## What the task asks
Count the lines in the records below that contain the string "instance", treating uppercase and lowercase as different. Reply with the number alone.

## Records for processing
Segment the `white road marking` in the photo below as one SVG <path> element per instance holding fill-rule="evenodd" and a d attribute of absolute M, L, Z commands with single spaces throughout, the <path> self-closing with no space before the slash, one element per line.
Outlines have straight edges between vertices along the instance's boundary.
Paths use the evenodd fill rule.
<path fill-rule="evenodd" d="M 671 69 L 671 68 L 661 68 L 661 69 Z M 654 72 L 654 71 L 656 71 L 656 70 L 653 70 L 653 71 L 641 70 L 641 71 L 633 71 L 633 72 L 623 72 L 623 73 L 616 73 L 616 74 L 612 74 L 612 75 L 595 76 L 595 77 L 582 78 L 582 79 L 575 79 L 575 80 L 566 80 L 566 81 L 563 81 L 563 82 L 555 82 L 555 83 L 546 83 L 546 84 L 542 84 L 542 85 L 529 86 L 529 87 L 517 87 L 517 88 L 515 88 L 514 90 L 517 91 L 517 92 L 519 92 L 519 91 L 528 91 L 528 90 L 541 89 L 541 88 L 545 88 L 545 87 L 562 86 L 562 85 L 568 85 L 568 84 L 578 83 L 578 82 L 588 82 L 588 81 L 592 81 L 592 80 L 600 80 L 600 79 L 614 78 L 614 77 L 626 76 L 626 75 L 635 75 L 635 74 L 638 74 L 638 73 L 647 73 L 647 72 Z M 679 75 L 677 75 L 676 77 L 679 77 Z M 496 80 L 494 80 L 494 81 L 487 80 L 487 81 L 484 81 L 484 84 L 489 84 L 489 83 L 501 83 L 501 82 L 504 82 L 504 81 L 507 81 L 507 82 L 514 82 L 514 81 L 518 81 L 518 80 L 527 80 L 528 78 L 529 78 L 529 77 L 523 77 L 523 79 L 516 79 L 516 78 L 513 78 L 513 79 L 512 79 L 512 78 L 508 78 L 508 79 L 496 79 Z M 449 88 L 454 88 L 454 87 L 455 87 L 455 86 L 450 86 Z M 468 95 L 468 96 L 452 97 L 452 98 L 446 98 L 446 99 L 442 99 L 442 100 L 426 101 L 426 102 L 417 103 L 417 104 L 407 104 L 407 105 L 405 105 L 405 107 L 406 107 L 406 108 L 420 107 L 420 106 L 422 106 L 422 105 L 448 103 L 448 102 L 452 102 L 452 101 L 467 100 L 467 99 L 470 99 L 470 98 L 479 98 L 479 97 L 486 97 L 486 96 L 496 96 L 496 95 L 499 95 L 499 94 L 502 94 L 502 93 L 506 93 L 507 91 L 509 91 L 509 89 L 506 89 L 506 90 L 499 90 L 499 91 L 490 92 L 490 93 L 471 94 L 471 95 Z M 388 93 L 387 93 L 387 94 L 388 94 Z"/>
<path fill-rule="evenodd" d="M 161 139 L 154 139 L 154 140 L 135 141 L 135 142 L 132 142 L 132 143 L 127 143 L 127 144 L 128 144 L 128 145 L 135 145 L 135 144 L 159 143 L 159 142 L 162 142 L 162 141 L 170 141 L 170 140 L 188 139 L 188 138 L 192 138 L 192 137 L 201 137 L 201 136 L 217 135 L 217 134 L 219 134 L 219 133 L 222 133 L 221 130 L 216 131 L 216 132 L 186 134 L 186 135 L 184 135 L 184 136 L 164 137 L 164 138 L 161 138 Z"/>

## Solution to this task
2